* Begin Selected passage *

Occasionally Nas takes a break from mixing black nationalism and street knowledge to remind listeners of his ancient claim as rap's savior. "There's a new king in the streets you're gonna get used to/I was the old king in the streets that y'all once hated/But now I reinvented myself, and y'all all waited," he asserts on "The Cross." But mostly the new king is happy to dispense uplifting tales to the peasants. On "I Can" Nas tests the waters of child psychology: "Boys and girls listen up/You can be anything in the world, in God we trust/An architect, doctor, maybe an actress/But nothing comes easy, it takes much practice."

Despite his efforts to fashion God's Son into a book of light, Nas is plagued by two problems, the first being his inability to assert his will on a track. Nas doesn't ruin a decent beat, but rarely is he able to improve one. So on God's Son, when the track is good ("Heaven," "Warrior Song," or "Made You Look" ), Nas is good. But when the production goes south ("Zone Out," "Dance"), he becomes part of the problem.

Nas's inability to propel a track is compounded by his loss of purpose. In his early years, he achieved greatness as rap's foremost observer. His gift was never the wisdom he currently believes he was born to impart, but an uncanny perception, which produced cuts like "Project Window" and "Memory Lane." Whether it was baseheads hustling broken amps, a friend murdered over a sheep coat, or trading a 40 bottle for a lotto ticket, Nas could line up the perfect details to fill in the dark comedy of 'hood life. Think "One Love," where Nas advises a juvenile considering murder not to give up his guns, but to catch his victim alone.

No MC ever saw so much on an ordinary street, but having abandoned his role as the ultimate watcher, Nas has rendered himself mediocre. At his worst, he becomes a Tupac clone content to contemplate hackneyed hip-hop maxims, like whether there is a heaven for gangsters (see "Thugz Mansion N.Y."). A more apt question is whether there is a heaven for a cliché, because several cuts on God's Son are begging for funerals. The ballad of the learned thug is at least as old as KRS-One, and unlike the Old Nas, it isn't in need of a second coming.

* End Selected passage *

Request 1:
Update the part of the God's Son review that opens with the words containing "Despite his efforts" and closes with "of the problem.", replacing "production" with "beat-making".
Request 2:
Answer these questions from the God's Son review.
(a) On which song does Nas call himself the old king in the streets?
(b) Which two cuts does the review credit to his uncanny perception?
(c) In "One Love," what does Nas advise a juvenile considering murder to do?

* Begin Entries *

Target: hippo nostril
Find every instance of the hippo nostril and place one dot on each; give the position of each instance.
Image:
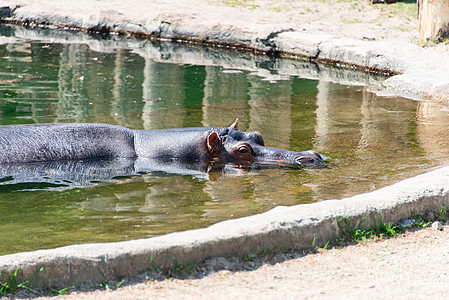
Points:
(300, 158)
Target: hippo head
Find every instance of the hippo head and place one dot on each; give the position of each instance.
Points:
(244, 148)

* End Entries *

Solution 1:
Despite his efforts to fashion God's Son into a book of light, Nas is plagued by two problems, the first being his inability to assert his will on a track. Nas doesn't ruin a decent beat, but rarely is he able to improve one. So on God's Son, when the track is good ("Heaven," "Warrior Song," or "Made You Look" ), Nas is good. But when the beat-making goes south ("Zone Out," "Dance"), he becomes part of the problem.

Solution 2:
(a) "The Cross."
(b) "Project Window" and "Memory Lane."
(c) Not to give up his guns, but to catch his victim alone.